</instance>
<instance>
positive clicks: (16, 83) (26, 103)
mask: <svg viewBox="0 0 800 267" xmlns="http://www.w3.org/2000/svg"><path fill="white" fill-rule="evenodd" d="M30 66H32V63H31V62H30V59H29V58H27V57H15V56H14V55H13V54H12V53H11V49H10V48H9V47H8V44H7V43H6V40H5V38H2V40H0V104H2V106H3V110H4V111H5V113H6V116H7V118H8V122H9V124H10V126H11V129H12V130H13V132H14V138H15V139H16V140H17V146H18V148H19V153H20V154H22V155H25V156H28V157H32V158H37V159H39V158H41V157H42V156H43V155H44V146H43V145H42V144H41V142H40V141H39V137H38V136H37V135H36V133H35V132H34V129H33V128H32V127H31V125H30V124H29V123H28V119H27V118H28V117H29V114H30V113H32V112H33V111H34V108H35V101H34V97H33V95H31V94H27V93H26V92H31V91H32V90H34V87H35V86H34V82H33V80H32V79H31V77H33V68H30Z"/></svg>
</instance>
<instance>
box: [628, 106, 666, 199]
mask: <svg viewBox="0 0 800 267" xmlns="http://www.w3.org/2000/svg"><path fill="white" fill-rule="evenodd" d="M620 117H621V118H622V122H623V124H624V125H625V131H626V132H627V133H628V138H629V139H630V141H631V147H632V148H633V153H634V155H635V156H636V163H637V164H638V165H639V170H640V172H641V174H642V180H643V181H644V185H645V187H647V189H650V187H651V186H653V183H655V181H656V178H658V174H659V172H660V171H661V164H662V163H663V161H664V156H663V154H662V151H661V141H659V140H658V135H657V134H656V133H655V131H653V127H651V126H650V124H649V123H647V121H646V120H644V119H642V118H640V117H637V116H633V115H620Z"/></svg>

● ● ● ● ● ● ●

▶ _TASK DETAILS_
Copy out the entries. Leave every line exactly as it is.

▶ _ANSWER SECTION_
</instance>
<instance>
positive clicks: (16, 83) (26, 103)
mask: <svg viewBox="0 0 800 267" xmlns="http://www.w3.org/2000/svg"><path fill="white" fill-rule="evenodd" d="M30 66H32V63H31V62H30V59H29V58H27V57H15V56H14V55H13V54H12V53H11V49H10V48H9V47H8V44H7V43H6V40H5V38H2V40H0V104H2V106H3V110H4V111H5V113H6V116H7V118H8V122H9V124H10V126H11V129H12V130H13V132H14V138H15V139H16V140H17V146H18V148H19V153H20V154H22V155H25V156H28V157H32V158H37V159H39V158H41V157H42V156H43V155H44V146H43V145H42V144H41V142H40V141H39V137H38V136H37V135H36V133H35V132H34V129H33V128H32V127H31V125H30V124H29V123H28V119H27V118H28V117H29V114H30V113H32V112H33V111H34V108H35V101H34V97H33V95H31V94H27V93H26V92H31V91H32V90H34V87H35V86H34V82H33V80H32V79H31V77H33V68H30Z"/></svg>
</instance>
<instance>
box: [628, 106, 666, 199]
mask: <svg viewBox="0 0 800 267" xmlns="http://www.w3.org/2000/svg"><path fill="white" fill-rule="evenodd" d="M620 117H621V118H622V122H623V124H624V125H625V131H626V132H627V133H628V138H629V139H630V141H631V147H632V148H633V153H634V155H635V156H636V163H637V164H638V165H639V170H640V172H641V174H642V180H643V181H644V185H645V187H647V189H650V187H651V186H653V183H655V181H656V178H658V174H659V172H660V171H661V164H662V163H663V161H664V156H663V154H662V151H661V141H659V140H658V135H657V134H656V133H655V131H653V127H651V126H650V124H649V123H647V121H646V120H644V119H642V118H640V117H637V116H633V115H620Z"/></svg>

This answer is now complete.